____ TEXT
The Ayyubids traced their ancestry back to Šāḏī, a notable of the Kurdo-Armenian town of Dvin (Ar. Dabīl) in the first quarter of the sixth/twelfth century. Ebn Ḵallekān [Beirut, I, pp. 255-56, tr. de Slane, p. 243] identifies him as belonging “to one of the most eminent and respectable families of Duwîn” (men ahl Dowīn wa men abnāʾ aʿyānehā wa’l-moʿtabarīn behā). Šāḏī’s father is commonly called Marwān, but nothing whatever is known about him. It does seem clear, however, that Šāḏī was a member of the Rawādīya section of the powerful Haḏbānīya tribe, and that the Rawādīya were the dominant Kurdish group in the Dvin district. It is quite evident that the progenitor of the Ayyubids was no simple pastoralist, but a member of the sedentary political-military elite of a marginal but very complex region.
________
____ RECORD EXCERPTS
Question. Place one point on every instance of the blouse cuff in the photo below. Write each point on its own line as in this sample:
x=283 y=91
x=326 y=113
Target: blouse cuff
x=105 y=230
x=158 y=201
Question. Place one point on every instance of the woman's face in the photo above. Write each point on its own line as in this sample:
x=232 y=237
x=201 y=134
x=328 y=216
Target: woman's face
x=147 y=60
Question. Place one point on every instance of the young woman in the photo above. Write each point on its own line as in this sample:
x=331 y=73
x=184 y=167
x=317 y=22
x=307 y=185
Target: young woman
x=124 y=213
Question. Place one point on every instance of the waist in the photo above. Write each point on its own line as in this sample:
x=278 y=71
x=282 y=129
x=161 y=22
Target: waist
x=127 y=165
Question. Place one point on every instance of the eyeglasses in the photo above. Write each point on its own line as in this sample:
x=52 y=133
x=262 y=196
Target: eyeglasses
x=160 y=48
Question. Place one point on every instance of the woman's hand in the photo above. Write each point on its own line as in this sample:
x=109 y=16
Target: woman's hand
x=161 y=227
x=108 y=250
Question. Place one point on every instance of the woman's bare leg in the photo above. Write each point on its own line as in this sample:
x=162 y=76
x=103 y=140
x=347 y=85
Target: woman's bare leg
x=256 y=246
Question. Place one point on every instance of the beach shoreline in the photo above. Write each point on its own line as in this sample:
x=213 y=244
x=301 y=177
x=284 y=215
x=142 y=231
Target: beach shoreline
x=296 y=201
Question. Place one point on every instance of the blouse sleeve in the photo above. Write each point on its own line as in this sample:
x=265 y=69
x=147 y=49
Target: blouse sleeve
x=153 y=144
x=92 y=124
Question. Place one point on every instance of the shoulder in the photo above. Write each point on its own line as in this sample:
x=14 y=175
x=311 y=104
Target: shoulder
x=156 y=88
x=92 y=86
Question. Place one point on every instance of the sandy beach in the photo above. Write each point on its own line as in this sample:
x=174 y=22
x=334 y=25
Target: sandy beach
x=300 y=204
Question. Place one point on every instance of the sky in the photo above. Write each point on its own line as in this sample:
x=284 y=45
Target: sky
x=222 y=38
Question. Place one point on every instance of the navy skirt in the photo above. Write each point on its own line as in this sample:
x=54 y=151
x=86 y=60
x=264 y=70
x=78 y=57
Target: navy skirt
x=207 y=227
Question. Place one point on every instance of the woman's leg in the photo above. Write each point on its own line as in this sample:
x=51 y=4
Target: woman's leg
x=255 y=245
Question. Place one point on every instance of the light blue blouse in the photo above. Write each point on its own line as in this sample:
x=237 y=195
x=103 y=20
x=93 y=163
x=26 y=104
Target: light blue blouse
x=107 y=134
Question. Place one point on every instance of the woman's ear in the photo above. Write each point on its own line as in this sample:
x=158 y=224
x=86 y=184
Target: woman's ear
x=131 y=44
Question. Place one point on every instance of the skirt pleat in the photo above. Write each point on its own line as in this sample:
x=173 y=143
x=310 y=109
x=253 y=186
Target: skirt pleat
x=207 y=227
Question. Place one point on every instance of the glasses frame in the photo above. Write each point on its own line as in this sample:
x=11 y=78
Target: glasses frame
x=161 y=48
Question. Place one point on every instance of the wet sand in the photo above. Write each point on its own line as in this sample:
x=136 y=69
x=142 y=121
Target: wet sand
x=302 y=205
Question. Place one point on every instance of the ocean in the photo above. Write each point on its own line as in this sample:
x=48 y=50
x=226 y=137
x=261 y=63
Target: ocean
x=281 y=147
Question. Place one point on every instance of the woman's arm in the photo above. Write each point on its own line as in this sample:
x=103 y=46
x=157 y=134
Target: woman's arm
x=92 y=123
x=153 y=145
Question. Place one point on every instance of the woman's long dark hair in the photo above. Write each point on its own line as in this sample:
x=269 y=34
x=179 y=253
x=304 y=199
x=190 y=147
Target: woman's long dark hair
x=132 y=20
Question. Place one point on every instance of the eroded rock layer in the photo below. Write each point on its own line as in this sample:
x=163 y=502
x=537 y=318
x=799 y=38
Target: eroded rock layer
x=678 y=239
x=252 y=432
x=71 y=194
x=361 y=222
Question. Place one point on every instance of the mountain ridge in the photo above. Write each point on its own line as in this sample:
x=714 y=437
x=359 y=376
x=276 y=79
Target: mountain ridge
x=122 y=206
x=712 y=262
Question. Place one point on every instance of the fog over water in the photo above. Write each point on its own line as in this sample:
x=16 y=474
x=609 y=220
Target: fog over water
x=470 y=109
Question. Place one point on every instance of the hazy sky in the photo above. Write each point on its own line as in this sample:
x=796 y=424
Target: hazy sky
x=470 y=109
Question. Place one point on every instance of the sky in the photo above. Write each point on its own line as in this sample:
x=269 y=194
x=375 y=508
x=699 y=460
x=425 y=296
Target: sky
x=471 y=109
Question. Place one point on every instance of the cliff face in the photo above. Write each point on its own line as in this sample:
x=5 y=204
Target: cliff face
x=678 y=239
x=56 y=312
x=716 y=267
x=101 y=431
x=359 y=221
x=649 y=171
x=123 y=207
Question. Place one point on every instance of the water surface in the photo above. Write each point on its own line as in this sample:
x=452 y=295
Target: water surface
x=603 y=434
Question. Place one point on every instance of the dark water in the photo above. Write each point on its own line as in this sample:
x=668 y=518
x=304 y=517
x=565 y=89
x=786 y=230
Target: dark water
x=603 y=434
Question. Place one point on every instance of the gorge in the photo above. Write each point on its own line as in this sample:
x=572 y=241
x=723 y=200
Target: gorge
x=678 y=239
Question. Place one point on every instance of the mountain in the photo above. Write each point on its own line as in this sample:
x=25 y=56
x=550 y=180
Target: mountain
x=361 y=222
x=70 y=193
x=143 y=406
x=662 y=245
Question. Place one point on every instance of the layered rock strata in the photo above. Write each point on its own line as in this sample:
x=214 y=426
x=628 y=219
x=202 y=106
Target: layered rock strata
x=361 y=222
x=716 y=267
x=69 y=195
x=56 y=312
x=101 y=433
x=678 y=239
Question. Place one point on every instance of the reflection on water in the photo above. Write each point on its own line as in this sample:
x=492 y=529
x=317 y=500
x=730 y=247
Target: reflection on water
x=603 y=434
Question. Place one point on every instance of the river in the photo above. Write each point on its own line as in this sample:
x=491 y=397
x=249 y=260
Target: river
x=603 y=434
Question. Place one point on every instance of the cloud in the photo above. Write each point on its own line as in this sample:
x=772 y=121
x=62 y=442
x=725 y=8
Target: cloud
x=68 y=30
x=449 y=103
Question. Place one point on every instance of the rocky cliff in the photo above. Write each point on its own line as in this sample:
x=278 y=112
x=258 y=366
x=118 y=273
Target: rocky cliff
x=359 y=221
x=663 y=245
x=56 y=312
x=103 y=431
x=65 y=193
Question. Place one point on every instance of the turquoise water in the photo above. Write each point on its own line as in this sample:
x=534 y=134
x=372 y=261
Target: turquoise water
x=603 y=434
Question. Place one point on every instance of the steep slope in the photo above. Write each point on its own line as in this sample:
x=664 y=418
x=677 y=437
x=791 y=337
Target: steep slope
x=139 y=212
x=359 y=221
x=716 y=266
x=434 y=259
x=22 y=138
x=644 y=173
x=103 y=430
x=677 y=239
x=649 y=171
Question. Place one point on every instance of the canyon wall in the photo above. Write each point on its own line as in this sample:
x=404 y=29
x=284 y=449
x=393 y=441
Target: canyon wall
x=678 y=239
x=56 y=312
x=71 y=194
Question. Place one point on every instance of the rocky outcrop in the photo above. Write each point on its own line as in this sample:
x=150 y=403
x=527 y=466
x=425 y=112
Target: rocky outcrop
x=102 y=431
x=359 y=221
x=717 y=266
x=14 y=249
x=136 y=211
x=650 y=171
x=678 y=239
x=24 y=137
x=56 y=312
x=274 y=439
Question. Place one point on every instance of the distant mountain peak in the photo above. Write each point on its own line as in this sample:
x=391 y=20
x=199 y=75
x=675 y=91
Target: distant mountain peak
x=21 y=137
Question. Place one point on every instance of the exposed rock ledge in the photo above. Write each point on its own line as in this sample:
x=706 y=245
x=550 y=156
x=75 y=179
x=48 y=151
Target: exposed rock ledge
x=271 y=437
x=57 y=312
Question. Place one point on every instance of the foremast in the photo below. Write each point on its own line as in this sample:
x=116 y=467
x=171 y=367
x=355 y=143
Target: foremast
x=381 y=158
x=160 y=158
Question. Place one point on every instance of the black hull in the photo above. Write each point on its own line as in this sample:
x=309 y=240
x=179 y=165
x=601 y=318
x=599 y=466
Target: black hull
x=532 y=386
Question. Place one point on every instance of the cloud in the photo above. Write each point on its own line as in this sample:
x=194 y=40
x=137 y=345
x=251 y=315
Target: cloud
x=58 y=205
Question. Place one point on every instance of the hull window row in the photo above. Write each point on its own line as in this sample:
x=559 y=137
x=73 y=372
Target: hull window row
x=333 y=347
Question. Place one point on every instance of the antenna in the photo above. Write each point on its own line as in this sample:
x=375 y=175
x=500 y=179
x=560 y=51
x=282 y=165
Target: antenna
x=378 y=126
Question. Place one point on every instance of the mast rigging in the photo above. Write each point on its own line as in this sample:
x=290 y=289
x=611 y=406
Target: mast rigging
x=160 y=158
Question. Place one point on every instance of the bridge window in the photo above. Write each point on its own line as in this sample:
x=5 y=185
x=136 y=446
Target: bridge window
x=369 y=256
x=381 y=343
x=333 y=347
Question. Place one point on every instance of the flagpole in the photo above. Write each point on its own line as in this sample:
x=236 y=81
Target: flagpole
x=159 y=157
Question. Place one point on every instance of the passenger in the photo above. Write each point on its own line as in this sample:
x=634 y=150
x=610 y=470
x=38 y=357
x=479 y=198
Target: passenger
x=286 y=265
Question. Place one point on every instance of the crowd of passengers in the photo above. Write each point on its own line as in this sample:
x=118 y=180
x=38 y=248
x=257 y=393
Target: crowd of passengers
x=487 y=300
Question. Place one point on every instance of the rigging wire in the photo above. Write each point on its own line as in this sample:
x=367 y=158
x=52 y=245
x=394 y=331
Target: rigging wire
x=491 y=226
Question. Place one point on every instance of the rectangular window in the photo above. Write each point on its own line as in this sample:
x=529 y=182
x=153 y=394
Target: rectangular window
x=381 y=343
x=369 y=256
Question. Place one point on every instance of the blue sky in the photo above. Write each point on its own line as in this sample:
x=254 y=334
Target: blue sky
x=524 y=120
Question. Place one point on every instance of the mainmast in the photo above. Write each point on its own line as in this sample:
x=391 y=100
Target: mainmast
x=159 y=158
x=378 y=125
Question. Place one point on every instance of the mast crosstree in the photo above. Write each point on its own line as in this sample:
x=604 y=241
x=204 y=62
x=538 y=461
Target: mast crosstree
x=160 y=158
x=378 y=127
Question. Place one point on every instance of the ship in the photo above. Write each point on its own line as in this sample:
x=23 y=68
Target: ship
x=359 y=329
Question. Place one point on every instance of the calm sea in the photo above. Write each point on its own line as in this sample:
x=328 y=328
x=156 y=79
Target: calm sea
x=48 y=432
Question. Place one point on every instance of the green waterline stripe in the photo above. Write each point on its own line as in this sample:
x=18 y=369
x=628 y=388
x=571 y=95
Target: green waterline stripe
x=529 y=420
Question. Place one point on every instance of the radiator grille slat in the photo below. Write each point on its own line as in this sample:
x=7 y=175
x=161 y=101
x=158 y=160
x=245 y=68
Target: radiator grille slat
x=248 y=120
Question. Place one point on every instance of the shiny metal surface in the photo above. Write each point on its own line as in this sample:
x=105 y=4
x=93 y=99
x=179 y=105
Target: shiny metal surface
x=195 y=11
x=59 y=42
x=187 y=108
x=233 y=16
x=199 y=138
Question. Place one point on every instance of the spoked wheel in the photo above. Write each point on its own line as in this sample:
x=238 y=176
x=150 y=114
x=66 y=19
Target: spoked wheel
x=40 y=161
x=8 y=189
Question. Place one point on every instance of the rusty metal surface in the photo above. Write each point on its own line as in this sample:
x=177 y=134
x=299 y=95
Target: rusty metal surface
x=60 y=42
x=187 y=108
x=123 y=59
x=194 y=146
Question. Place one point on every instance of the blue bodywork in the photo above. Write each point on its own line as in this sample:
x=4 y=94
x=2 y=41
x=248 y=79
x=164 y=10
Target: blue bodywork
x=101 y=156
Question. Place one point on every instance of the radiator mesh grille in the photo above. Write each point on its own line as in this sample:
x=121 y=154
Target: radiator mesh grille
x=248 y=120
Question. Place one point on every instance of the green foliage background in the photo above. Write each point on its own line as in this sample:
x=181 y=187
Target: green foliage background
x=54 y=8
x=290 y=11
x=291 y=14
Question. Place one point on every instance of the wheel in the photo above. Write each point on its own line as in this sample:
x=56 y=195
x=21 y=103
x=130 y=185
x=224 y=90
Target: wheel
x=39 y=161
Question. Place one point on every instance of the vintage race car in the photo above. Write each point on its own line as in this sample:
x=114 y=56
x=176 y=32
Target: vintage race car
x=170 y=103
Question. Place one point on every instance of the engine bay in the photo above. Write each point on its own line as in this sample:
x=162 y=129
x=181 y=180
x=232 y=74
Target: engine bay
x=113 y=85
________
- _EXERCISE SET_
#1 In the passage on Ayyubid ancestry, what tribe was the Rawādīya a section of?
#2 Write out the passage on Ayyubid ancestry from "The Ayyubids traced" to "very complex region.".
The records have no connection to the passage on Ayyubid ancestry.

- _PROBLEM SOLUTIONS_
#1 The Haḏbānīya tribe.

#2
The Ayyubids traced their ancestry back to Šāḏī, a notable of the Kurdo-Armenian town of Dvin (Ar. Dabīl) in the first quarter of the sixth/twelfth century. Ebn Ḵallekān [Beirut, I, pp. 255-56, tr. de Slane, p. 243] identifies him as belonging “to one of the most eminent and respectable families of Duwîn” (men ahl Dowīn wa men abnāʾ aʿyānehā wa’l-moʿtabarīn behā). Šāḏī’s father is commonly called Marwān, but nothing whatever is known about him. It does seem clear, however, that Šāḏī was a member of the Rawādīya section of the powerful Haḏbānīya tribe, and that the Rawādīya were the dominant Kurdish group in the Dvin district. It is quite evident that the progenitor of the Ayyubids was no simple pastoralist, but a member of the sedentary political-military elite of a marginal but very complex region.